— EXERCISE REQUIREMENTS —
How many lines of the data contain the word "brown"? Give only that number.

**** DATA FOR REVIEW

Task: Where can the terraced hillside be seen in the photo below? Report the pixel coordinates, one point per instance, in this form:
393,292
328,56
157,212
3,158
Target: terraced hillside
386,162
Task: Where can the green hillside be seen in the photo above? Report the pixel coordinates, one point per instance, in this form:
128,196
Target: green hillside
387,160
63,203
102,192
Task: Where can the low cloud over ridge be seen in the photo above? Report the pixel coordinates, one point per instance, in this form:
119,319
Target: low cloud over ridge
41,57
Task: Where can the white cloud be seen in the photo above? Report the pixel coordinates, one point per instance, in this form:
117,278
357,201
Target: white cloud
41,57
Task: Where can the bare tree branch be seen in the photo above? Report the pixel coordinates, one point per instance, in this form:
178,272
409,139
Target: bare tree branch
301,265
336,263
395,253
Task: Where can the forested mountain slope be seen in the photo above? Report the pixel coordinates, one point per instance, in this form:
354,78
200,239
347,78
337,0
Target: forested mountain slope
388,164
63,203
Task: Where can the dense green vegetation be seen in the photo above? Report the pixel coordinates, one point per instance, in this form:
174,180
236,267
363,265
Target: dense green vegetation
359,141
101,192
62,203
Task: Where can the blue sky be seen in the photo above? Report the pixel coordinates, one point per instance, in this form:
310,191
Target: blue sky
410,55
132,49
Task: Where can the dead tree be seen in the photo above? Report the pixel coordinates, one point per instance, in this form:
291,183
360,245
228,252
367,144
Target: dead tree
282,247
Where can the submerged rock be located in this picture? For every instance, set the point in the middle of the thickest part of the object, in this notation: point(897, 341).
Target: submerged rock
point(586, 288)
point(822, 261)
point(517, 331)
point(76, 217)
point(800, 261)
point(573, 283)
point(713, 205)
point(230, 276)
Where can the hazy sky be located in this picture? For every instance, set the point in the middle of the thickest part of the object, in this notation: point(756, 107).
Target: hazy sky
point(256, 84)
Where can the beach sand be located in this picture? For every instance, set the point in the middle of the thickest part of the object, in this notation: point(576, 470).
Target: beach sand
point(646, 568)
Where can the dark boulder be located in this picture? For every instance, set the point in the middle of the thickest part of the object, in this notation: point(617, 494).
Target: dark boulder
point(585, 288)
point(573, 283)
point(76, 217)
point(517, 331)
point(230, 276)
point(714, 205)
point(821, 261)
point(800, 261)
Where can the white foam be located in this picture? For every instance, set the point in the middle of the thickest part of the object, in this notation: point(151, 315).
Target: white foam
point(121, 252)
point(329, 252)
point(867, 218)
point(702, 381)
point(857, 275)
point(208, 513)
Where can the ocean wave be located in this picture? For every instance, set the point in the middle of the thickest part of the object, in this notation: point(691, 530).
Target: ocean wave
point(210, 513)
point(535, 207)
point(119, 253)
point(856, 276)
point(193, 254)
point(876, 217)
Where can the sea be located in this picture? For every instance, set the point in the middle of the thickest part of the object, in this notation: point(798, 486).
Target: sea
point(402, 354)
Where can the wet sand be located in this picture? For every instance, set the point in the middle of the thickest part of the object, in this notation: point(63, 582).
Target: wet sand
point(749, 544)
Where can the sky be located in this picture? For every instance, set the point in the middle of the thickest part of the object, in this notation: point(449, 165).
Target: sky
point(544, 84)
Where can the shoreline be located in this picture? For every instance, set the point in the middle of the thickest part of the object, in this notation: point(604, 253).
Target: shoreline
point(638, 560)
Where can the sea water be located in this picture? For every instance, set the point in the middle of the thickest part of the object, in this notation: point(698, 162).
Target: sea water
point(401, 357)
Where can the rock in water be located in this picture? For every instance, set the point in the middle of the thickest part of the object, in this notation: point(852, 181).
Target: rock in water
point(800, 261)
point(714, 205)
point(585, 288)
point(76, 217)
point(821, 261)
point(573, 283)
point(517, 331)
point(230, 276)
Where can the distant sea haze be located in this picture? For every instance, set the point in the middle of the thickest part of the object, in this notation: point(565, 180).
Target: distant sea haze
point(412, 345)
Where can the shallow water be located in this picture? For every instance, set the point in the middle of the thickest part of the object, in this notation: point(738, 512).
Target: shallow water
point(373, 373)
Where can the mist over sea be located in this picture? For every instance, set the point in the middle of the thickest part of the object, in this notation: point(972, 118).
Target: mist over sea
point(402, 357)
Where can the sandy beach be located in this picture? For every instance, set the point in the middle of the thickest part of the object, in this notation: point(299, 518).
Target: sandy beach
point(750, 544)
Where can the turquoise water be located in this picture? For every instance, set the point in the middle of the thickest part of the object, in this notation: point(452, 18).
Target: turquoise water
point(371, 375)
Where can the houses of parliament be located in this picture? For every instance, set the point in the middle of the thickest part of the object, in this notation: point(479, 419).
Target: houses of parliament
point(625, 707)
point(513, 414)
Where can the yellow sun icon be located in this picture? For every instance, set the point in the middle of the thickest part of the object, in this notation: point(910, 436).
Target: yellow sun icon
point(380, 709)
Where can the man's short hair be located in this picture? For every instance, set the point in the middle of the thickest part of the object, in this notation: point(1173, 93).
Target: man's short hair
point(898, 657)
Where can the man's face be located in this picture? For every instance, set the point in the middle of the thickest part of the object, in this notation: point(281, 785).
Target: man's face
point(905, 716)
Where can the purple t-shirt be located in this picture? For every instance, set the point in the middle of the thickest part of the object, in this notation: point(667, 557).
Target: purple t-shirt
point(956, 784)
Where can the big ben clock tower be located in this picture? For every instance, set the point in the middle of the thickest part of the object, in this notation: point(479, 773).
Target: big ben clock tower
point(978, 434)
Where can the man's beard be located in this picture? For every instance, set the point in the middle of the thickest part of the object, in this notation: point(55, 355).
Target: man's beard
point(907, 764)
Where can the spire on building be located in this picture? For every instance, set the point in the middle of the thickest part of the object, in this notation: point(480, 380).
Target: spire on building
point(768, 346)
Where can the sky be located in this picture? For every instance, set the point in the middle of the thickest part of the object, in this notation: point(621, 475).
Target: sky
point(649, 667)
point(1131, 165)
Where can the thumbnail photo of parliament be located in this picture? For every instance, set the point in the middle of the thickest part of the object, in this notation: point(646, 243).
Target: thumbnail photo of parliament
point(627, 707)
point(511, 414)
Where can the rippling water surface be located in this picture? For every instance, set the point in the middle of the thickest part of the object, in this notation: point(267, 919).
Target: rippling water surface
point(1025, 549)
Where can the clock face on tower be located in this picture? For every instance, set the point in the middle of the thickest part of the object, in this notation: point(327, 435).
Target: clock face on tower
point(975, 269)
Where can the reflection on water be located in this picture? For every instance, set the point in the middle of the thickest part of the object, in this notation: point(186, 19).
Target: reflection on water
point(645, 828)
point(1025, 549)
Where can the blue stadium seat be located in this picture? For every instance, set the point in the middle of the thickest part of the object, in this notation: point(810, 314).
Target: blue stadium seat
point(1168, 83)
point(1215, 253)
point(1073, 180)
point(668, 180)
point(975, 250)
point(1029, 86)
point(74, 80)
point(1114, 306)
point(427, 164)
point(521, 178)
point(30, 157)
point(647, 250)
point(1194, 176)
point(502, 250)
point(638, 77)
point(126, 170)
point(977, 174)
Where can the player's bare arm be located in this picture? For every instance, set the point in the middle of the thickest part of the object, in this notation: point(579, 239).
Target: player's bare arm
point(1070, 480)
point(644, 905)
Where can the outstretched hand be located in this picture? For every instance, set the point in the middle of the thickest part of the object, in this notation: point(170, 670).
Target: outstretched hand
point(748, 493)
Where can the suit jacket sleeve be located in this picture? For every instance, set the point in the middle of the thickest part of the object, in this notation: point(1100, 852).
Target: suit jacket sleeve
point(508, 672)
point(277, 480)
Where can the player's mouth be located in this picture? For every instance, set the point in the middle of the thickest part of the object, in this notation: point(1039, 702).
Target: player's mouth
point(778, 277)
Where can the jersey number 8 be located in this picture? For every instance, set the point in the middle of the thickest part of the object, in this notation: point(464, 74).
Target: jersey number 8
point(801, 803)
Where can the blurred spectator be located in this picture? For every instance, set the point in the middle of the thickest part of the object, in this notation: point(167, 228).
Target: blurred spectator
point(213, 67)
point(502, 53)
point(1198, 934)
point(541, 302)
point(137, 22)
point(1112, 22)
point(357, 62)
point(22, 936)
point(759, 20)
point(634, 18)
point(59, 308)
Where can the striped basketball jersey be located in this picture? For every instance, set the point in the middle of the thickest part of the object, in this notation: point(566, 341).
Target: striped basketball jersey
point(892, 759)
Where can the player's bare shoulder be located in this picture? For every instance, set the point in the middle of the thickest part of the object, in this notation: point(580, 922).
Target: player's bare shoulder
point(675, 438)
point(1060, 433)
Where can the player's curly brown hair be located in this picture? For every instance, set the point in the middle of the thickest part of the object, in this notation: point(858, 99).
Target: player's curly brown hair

********

— OUTPUT OF THE TASK —
2